Venture capital funding in the digital health market – which is focused on developing technologies that improve health and healthcare – fell just short of the $10bn mark in 2018, up 32% on the previous year.
Likewise, total corporate funding in the market totalled $13bn, more than double the $8.2m that was raised in 2017, according to research firm Mercom Capital Group.
Investment in digital health has increased greatly since 2013, when VC investment doubled from $2.2bn to $4.7bn. Total VC investment stood at $5bn in 2016 and has grown by more than $2bn each year since.
Research shows that the total number of deals in the area has fallen to 698, down from 778 in 2017. However, the average investment has increased from approximately $10m to $13.6m.
The majority of capital raised was by startups based in the United States, who received around $7bn, or 74% of investment throughout the year.
“Venture capital funding in digital health hit another high with almost $10bn raised. Venture capitalists’ love of digital health companies is evident, but Wall Street is not yet convinced as more than 60% of publicly-traded digital health stocks traded below the S&P 500 in 2018,” said Raj Prabhu, CEO of Mercom Capital Group.
“Funding deals every year have significantly outpaced M&A [mergers and acquisition] and IPO [initial public offering] activity and exits continue to be a big challenge for digital health companies.”
Digital health: What are investors interested in?
The market that attracted the most attention last year was mobile health apps. Some 32 mergers and acquisitions were completed in that market throughout the year. It comes as little surprise that mobile health apps have also received the most funding since 2010 at $4.8bn. Some $1.3bn of that total was raised last year alone.
This is followed by data analytics, which accounted for 27 M&As. However, this category received a higher amount of investment in 2018, totalling $2.1bn.
Telemedicine received $1.14bn in investment, followed by mobile wireless technologies ($850m), clinical decision support ($710m) and wearable sensors ($700m).

----

_Questions to answer_
A – Repeat from the digital health funding article, starting with "Investment in digital" and going on through "each year since.".
B – Answer these questions from the digital health funding article.
(i) How many deals were made in the area in 2018?
(ii) What share of the year's investment went to startups based in the United States?
(iii) How much investment did telemedicine receive?
C – Please rewrite the paragraph of the digital health funding article that begins "The market that attracted the most attention" as a short list, keeping its main facts.

_Data extract_
----

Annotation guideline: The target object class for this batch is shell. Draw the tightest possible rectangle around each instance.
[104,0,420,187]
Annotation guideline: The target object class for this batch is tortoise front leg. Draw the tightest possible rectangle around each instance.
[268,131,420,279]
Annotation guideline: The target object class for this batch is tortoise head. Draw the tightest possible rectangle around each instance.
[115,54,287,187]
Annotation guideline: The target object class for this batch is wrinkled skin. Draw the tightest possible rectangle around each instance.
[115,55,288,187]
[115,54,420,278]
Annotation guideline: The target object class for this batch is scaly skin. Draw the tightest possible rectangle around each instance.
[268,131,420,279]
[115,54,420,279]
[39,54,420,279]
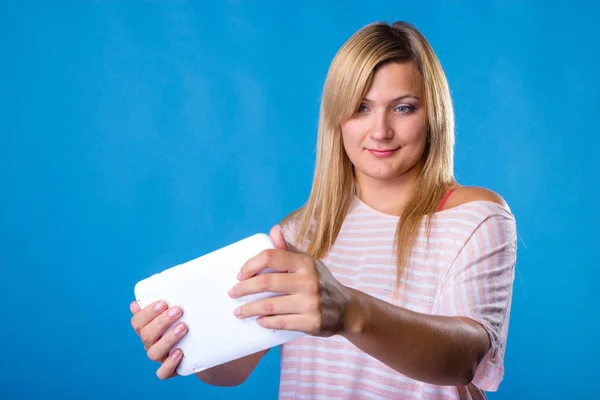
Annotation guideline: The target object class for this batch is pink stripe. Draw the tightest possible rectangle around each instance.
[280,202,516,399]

----

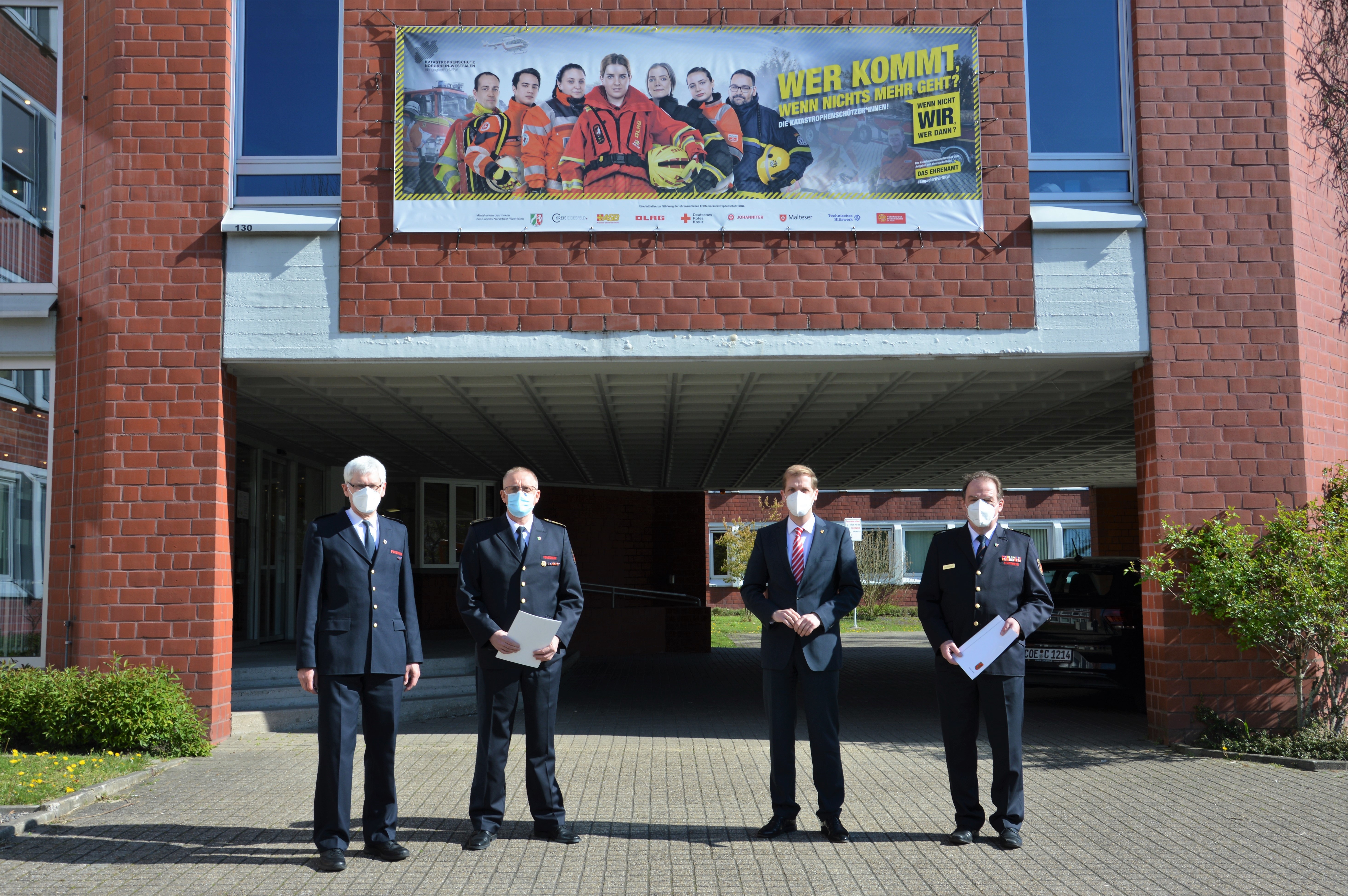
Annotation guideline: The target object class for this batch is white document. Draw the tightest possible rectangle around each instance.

----

_Solutions to the tasks_
A –
Investment in digital health has increased greatly since 2013, when VC investment doubled from $2.2bn to $4.7bn. Total VC investment stood at $5bn in 2016 and has grown by more than $2bn each year since.

B –
(i) 698
(ii) 74%, or around $7bn
(iii) $1.14bn

C –
- Mobile health apps drew the most attention last year.
- 32 mergers and acquisitions were completed in that market during the year.
- The market has received the most funding since 2010, at $4.8bn.
- $1.3bn of that total was raised last year alone.